THE TASK:
Repeat every line of the material, character for character.

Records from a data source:
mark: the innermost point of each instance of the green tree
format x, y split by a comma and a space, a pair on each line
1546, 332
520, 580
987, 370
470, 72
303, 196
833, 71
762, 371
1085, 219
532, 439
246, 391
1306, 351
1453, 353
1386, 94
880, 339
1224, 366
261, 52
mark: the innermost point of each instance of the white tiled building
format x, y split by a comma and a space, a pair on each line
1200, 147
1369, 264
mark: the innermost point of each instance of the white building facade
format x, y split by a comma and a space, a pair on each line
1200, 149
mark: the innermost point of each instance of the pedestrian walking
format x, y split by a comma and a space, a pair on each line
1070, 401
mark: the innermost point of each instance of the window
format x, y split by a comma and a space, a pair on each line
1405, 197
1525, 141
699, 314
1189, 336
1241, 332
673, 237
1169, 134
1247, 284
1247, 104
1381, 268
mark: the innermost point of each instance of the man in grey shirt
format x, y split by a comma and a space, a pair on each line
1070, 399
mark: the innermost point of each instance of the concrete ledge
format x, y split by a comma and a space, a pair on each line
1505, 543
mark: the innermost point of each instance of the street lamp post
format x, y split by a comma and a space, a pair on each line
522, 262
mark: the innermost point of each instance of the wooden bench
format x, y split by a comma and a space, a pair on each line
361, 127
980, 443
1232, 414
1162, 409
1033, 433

ANSWER TO THE EXERCISE:
mark: the innermost point of each instance of the green tree
format x, y split by a comma and a space, a pair on each line
1546, 332
520, 580
987, 370
470, 72
303, 196
833, 71
762, 371
1085, 219
532, 439
246, 391
1306, 351
1453, 353
1386, 94
880, 339
1224, 366
261, 52
mark: the innermost point of each instance of the white tiled building
format x, y split by a comma and a space, a pair on each line
1200, 147
1369, 264
mark: the innermost point of each instance of the white building facade
format x, y split by a comma and a space, a pair on each line
1200, 149
mark: the innermost point of each instance of the pedestrian walking
format x, y split by a comma and a space, a pair on each line
1070, 401
mark: the innermost point of each instance of the window
format x, y split by a comma and a space, a pair on each line
1405, 197
1525, 141
699, 314
1189, 336
1241, 332
673, 237
1169, 134
1247, 284
1247, 104
1381, 268
mark: the innermost point of each instance of the man in grey shirt
format x, y split by a comma and a space, a pair on each line
1070, 399
mark: the innermost point of each instance of the concrete ledge
format x, y split by a comma and a space, a pair on each line
1505, 543
mark: the innermost point of each instance of the street lamp post
format x, y split by a comma and a space, a pair on each line
522, 262
mark: the innermost point of each instance of the wooden bench
format x, y split by a comma and a space, a pair on each line
361, 127
980, 443
1232, 414
1162, 409
1033, 433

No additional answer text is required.